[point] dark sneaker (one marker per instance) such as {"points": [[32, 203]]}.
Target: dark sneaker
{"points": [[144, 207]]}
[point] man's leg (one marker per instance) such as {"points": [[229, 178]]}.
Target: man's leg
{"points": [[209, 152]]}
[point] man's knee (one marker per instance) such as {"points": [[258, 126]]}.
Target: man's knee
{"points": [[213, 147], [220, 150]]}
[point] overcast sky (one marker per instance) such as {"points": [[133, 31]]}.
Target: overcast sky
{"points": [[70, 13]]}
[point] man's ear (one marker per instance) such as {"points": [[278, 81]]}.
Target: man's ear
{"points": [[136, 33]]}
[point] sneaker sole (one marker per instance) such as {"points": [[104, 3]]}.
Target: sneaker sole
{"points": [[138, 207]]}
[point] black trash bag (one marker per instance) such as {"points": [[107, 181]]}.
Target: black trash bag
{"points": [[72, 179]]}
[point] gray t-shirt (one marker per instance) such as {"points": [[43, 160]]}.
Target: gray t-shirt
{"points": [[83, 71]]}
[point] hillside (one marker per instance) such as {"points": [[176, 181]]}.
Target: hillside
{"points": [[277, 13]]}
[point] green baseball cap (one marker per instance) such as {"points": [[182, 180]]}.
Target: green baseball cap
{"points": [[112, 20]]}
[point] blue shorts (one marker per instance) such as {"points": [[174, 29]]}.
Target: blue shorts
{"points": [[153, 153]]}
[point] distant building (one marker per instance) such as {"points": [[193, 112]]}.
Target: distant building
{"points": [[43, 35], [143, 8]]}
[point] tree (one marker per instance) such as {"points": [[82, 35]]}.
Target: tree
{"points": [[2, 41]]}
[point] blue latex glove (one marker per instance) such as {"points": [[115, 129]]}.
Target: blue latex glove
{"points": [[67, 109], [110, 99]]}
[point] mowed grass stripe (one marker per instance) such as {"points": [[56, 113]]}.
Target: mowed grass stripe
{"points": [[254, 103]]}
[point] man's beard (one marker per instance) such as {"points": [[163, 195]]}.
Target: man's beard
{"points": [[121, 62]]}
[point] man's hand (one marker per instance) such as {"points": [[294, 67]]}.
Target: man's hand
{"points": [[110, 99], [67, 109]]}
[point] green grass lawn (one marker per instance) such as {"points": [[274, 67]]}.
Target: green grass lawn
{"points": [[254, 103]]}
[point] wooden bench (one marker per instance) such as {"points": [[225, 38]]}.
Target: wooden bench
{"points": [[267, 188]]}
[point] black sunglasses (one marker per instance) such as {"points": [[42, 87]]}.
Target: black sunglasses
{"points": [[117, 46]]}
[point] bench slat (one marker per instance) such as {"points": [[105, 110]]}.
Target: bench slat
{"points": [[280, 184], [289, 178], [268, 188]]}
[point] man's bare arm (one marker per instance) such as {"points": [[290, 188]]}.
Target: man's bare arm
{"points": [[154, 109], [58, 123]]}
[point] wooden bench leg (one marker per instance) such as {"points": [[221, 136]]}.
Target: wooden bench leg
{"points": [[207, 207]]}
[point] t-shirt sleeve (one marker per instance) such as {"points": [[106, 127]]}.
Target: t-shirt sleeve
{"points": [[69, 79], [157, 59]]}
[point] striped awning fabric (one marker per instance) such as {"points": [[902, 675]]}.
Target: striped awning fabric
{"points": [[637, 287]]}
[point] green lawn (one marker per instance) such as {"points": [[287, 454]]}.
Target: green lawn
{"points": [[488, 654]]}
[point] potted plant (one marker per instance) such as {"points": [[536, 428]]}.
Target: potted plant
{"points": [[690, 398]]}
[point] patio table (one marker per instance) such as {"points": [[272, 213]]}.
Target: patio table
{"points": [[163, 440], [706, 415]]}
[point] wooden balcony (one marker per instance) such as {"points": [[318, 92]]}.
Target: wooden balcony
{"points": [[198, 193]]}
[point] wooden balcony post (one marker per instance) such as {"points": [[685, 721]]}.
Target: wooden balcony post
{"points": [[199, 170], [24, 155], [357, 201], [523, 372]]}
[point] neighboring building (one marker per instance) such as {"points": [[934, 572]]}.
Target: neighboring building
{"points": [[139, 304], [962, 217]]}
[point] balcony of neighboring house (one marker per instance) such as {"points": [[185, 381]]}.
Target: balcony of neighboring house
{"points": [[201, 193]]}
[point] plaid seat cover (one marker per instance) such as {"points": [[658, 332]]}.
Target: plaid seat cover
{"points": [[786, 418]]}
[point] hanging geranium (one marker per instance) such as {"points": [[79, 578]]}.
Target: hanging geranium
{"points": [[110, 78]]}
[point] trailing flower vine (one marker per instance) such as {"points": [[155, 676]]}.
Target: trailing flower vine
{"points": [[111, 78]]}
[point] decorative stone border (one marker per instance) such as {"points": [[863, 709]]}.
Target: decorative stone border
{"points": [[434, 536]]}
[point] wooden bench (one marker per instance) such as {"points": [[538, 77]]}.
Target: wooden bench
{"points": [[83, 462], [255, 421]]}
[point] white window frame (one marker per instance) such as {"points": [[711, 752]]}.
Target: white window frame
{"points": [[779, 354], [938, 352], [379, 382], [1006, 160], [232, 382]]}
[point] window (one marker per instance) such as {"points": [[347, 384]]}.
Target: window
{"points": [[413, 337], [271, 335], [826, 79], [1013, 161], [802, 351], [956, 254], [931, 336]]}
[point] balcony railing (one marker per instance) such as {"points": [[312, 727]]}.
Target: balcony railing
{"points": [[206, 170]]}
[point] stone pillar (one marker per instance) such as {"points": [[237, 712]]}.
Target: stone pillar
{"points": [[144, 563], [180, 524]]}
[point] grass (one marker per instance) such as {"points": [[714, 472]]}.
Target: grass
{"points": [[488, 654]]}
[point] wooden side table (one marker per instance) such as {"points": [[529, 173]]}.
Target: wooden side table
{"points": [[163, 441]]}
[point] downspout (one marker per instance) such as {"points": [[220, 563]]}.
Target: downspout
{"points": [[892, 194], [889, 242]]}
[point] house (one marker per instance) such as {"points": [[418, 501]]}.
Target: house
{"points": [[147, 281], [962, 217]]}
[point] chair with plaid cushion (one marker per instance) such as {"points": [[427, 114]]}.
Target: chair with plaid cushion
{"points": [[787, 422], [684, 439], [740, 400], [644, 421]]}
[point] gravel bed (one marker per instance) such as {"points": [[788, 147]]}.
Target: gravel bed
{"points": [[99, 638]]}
* * *
▶ Set exercise:
Reproduce all of the lines above, replacing every occurrence of "one marker per instance" with "one point per instance" and leaving everything else unchanged.

▶ Exercise output:
[point] dark sneaker (one point per instance) such as {"points": [[32, 203]]}.
Target: dark sneaker
{"points": [[144, 207]]}
[point] man's leg (one point per instance) such as {"points": [[229, 178]]}.
Target: man's leg
{"points": [[209, 152]]}
[point] man's knee (one point per instance) such as {"points": [[258, 126]]}.
Target: man's knee
{"points": [[213, 147], [220, 150]]}
[point] overcast sky (one point per instance) such as {"points": [[133, 31]]}.
Target: overcast sky
{"points": [[70, 13]]}
[point] man's ear (one point per instance) such as {"points": [[278, 81]]}.
Target: man's ear
{"points": [[136, 33]]}
[point] sneaker sole (one point per instance) such as {"points": [[104, 3]]}.
Target: sneaker sole
{"points": [[138, 207]]}
[point] black trash bag (one point per instance) such as {"points": [[107, 181]]}.
Target: black trash bag
{"points": [[72, 179]]}
[point] gray t-shirt (one point per instance) such as {"points": [[43, 160]]}.
Target: gray t-shirt
{"points": [[83, 71]]}
[point] hillside (one point per instance) such as {"points": [[176, 181]]}.
Target: hillside
{"points": [[277, 13]]}
[point] green baseball cap (one point per instance) such as {"points": [[182, 180]]}.
Target: green baseball cap
{"points": [[112, 20]]}
[point] blue shorts (one point per instance) such as {"points": [[174, 29]]}.
Target: blue shorts
{"points": [[153, 153]]}
[point] distant building (one point per instance) such as {"points": [[193, 112]]}.
Target: distant building
{"points": [[43, 35], [143, 8]]}
[point] tree (one point per instance) such as {"points": [[82, 35]]}.
Target: tree
{"points": [[2, 41]]}
[point] blue latex glove (one point per instance) such as {"points": [[115, 129]]}.
Target: blue latex glove
{"points": [[67, 109], [110, 99]]}
[point] mowed grass stripe (one point per instance) such as {"points": [[56, 113]]}.
Target: mowed grass stripe
{"points": [[254, 103]]}
[point] man's beard (one point per instance) such as {"points": [[163, 195]]}.
Target: man's beard
{"points": [[121, 62]]}
[point] man's hand (one point per instance) such as {"points": [[294, 67]]}.
Target: man's hand
{"points": [[110, 99], [67, 109]]}
[point] green grass lawn (one point per instance) such as {"points": [[274, 67]]}.
Target: green grass lawn
{"points": [[254, 103]]}
[point] wooden bench (one point per instance) such as {"points": [[225, 38]]}.
Target: wooden bench
{"points": [[267, 188]]}
[point] black sunglasses (one point per instance) such as {"points": [[42, 87]]}.
Target: black sunglasses
{"points": [[117, 46]]}
[point] bench slat (one point per instance) such as {"points": [[105, 110]]}.
Target: bench slat
{"points": [[280, 184], [289, 178], [268, 188]]}
[point] man's bare arm (one point per instance) such as {"points": [[290, 188]]}.
Target: man's bare arm
{"points": [[154, 109], [58, 123]]}
[point] wooden bench leg (one point per instance) such as {"points": [[221, 136]]}.
Target: wooden bench leg
{"points": [[207, 207]]}
[point] t-shirt sleeve (one point per instance) such as {"points": [[106, 127]]}.
Target: t-shirt sleeve
{"points": [[69, 79], [157, 59]]}
[point] striped awning fabric (one point per instance) such as {"points": [[902, 675]]}.
Target: striped awning fabric
{"points": [[637, 287]]}
[point] green lawn (one point per instance) such as {"points": [[287, 454]]}.
Target: green lawn
{"points": [[488, 654]]}
[point] potted plant (one point per instance) such as {"points": [[536, 428]]}.
Target: potted plant
{"points": [[690, 398]]}
[point] patio table (one point per instance) such as {"points": [[272, 213]]}.
Target: patio table
{"points": [[163, 440], [706, 415]]}
[point] wooden balcony (one point per instance) such as {"points": [[318, 92]]}.
Target: wooden balcony
{"points": [[198, 193]]}
[point] wooden balcony post (one point per instance) such as {"points": [[685, 721]]}.
Target: wooden balcony post
{"points": [[199, 170], [24, 155], [357, 201], [523, 372]]}
[point] neighboring building (one point per instance) such as {"points": [[934, 572]]}.
Target: neighboring building
{"points": [[139, 304], [962, 217]]}
[point] balcony of neighboring house (one point per instance) such as {"points": [[185, 381]]}.
Target: balcony of neighboring house
{"points": [[201, 193]]}
[point] plaid seat cover (one point per instance) such as {"points": [[658, 332]]}.
Target: plaid seat cover
{"points": [[786, 418]]}
[point] hanging geranium (one point per instance) such as {"points": [[79, 578]]}.
Target: hanging geranium
{"points": [[110, 78]]}
[point] trailing flower vine (one point per instance) such as {"points": [[155, 676]]}.
Target: trailing flower vine
{"points": [[111, 78]]}
[point] decorative stone border (one point per instance) such as {"points": [[863, 709]]}.
Target: decorative stone border
{"points": [[434, 536]]}
[point] wooden bench (one point per instance) such as {"points": [[538, 77]]}.
Target: wooden bench
{"points": [[83, 462], [255, 421]]}
[point] white window frame (one point per instance) such as {"points": [[711, 752]]}.
Target: white window frame
{"points": [[779, 354], [938, 352], [379, 382], [1006, 160], [232, 382]]}
[point] window (one point per instance) such as {"points": [[347, 384]]}.
Target: window
{"points": [[413, 337], [271, 335], [826, 79], [1013, 161], [802, 351], [956, 254], [931, 336]]}
[point] balcony railing (one point per instance) such as {"points": [[312, 727]]}.
Target: balcony railing
{"points": [[206, 170]]}
[point] stone pillar (one point per instance) such as {"points": [[237, 712]]}.
Target: stone pillar
{"points": [[144, 563], [180, 524]]}
[point] grass (one point per instance) such as {"points": [[714, 472]]}.
Target: grass
{"points": [[488, 654]]}
[point] wooden side table (one point per instance) such as {"points": [[529, 173]]}.
Target: wooden side table
{"points": [[163, 441]]}
[point] downspout (one point per instance) such as {"points": [[220, 563]]}.
Target: downspout
{"points": [[892, 194], [889, 242]]}
[point] house (one point per instance) such as {"points": [[418, 501]]}.
Target: house
{"points": [[147, 281], [962, 217]]}
[point] chair with plaid cushion (one point per instance) such as {"points": [[427, 114]]}.
Target: chair with plaid cushion
{"points": [[787, 422], [684, 439], [740, 400], [644, 421]]}
[point] gravel bed (one point per instance) such as {"points": [[788, 147]]}.
Target: gravel bed
{"points": [[99, 638]]}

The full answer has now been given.